BEGIN EXERCISE MATERIAL

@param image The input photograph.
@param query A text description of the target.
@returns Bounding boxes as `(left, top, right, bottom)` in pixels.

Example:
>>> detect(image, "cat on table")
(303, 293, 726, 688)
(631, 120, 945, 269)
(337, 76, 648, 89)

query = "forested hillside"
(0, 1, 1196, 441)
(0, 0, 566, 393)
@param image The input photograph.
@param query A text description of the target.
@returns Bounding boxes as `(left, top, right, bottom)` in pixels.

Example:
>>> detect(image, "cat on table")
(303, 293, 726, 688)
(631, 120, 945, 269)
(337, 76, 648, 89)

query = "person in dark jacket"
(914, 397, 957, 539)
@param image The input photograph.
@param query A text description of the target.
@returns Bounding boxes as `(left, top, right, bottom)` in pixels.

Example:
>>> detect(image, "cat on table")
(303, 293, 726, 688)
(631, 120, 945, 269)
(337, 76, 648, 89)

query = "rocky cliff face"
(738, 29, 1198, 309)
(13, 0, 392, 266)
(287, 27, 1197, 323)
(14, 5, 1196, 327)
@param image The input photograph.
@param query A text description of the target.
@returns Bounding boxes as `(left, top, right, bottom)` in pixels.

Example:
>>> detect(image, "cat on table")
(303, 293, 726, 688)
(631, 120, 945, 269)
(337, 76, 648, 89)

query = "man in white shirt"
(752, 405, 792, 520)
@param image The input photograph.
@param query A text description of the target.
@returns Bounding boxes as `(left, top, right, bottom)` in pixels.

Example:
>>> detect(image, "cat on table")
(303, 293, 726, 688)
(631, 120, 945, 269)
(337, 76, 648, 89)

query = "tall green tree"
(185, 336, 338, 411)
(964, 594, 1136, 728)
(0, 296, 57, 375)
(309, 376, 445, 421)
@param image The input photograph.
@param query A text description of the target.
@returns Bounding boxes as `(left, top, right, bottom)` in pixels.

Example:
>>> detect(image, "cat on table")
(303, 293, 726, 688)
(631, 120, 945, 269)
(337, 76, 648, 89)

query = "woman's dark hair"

END EXERCISE MATERIAL

→ **WHAT YOU NEED TO DO**:
Would you repeat the records above without any changes?

→ **RESPONSE TO THIS TASK**:
@param image The input photograph.
@param query A text description of the target.
@returns Bounding boxes as `(left, top, right, bottom)` in pixels.

Example:
>>> detect(image, "cat on table")
(303, 293, 726, 688)
(631, 120, 945, 269)
(337, 76, 648, 89)

query = "forested hillside"
(0, 1, 1196, 441)
(0, 0, 566, 393)
@param image The input photograph.
@param query A text description of the target.
@returns Bounding boxes as `(left, top, right, bottom)` in pixels.

Example:
>>> detect(image, "cat on table")
(303, 293, 726, 688)
(631, 120, 945, 269)
(337, 76, 648, 89)

query = "person in dark jacket"
(914, 397, 957, 539)
@param image The input photograph.
@param query A text description of the target.
@returns Bounding boxes as `(left, top, right, bottom)` in pixels.

Example:
>>> detect(image, "cat on table")
(303, 293, 726, 688)
(631, 120, 945, 269)
(337, 76, 648, 89)

query = "rocky cliff face"
(738, 29, 1198, 309)
(13, 0, 392, 266)
(287, 27, 1197, 323)
(14, 5, 1196, 327)
@param image The input photograph.
@param query A text description of the target.
@returns Bounding boxes as `(left, top, right, bottom)` in pixels.

Example:
>>> detect(image, "cat on table")
(303, 293, 726, 688)
(631, 120, 945, 269)
(337, 76, 648, 89)

query = "man in white shirt"
(752, 405, 792, 520)
@param image The input photograph.
@param query A text description of the target.
@returns Bounding boxes as `(left, top, right, bottom)` in pixels.

Example:
>>> detect(image, "cat on table")
(303, 293, 726, 688)
(631, 120, 945, 269)
(337, 76, 648, 89)

query = "tall green tree"
(185, 336, 338, 411)
(964, 594, 1136, 728)
(0, 296, 57, 375)
(309, 376, 445, 421)
@param image The input photograph.
@param query A text description of the target.
@returns Bounding boxes as `(left, top, right, bottom)` in pixels.

Example:
>>> detect(image, "cat on table")
(303, 293, 726, 688)
(631, 120, 945, 269)
(337, 76, 648, 89)

query = "woman's dark hair"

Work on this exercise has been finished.